Copy out every row below word for word, leaving out the pictures.

** begin Supplied data **

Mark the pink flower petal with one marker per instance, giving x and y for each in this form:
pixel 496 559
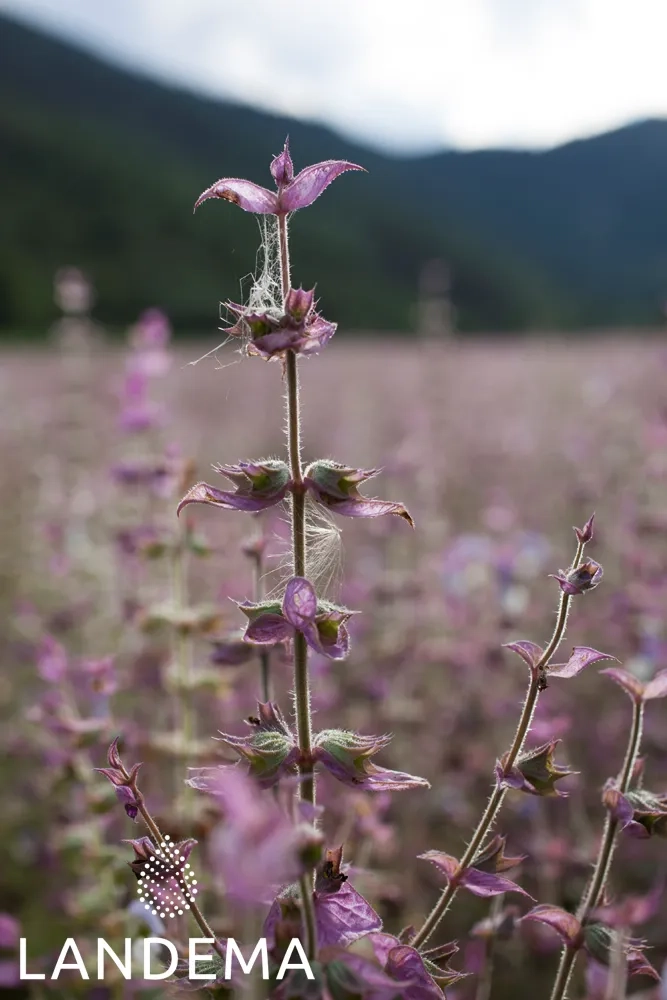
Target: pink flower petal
pixel 582 656
pixel 489 884
pixel 311 182
pixel 565 924
pixel 248 196
pixel 268 628
pixel 300 603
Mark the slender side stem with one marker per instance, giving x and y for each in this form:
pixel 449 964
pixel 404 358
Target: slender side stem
pixel 485 981
pixel 158 839
pixel 537 684
pixel 264 654
pixel 301 679
pixel 593 894
pixel 183 709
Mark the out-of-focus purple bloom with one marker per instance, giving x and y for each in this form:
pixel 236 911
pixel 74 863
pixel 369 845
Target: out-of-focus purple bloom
pixel 268 334
pixel 337 487
pixel 639 813
pixel 342 914
pixel 293 192
pixel 324 625
pixel 632 910
pixel 582 656
pixel 231 651
pixel 52 663
pixel 257 848
pixel 404 964
pixel 152 331
pixel 125 783
pixel 483 878
pixel 534 772
pixel 270 750
pixel 638 690
pixel 10 932
pixel 138 412
pixel 347 756
pixel 578 580
pixel 597 939
pixel 601 941
pixel 160 476
pixel 101 675
pixel 259 485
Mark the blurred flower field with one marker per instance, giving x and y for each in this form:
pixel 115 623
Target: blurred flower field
pixel 120 622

** end Supplied data **

■ **Solution for this problem**
Mark the pink flower petal with one marker per instance, giving x and y for each in this form:
pixel 496 559
Target: pink flower petal
pixel 582 656
pixel 489 884
pixel 311 182
pixel 565 924
pixel 248 196
pixel 268 628
pixel 300 603
Mark the slender side stem with one marker per instance, giving x and y for each in this form:
pixel 449 964
pixel 404 358
Target: slender side stem
pixel 485 981
pixel 158 839
pixel 537 684
pixel 264 654
pixel 301 679
pixel 593 894
pixel 183 709
Mark the out-of-focus purple bloom with one marker per instance, giving x and y for each in this form:
pixel 236 911
pixel 74 863
pixel 369 845
Target: out-of-focus purple bloom
pixel 268 334
pixel 337 487
pixel 639 813
pixel 342 914
pixel 293 192
pixel 324 625
pixel 632 910
pixel 582 656
pixel 231 651
pixel 52 663
pixel 257 848
pixel 404 964
pixel 152 331
pixel 125 783
pixel 483 878
pixel 534 772
pixel 270 750
pixel 638 690
pixel 10 932
pixel 138 412
pixel 347 756
pixel 578 580
pixel 597 939
pixel 601 941
pixel 160 476
pixel 101 675
pixel 259 485
Mark the blurred flower field with one marker per instance, giving x and y for each in this form:
pixel 115 623
Target: blurred flower field
pixel 120 622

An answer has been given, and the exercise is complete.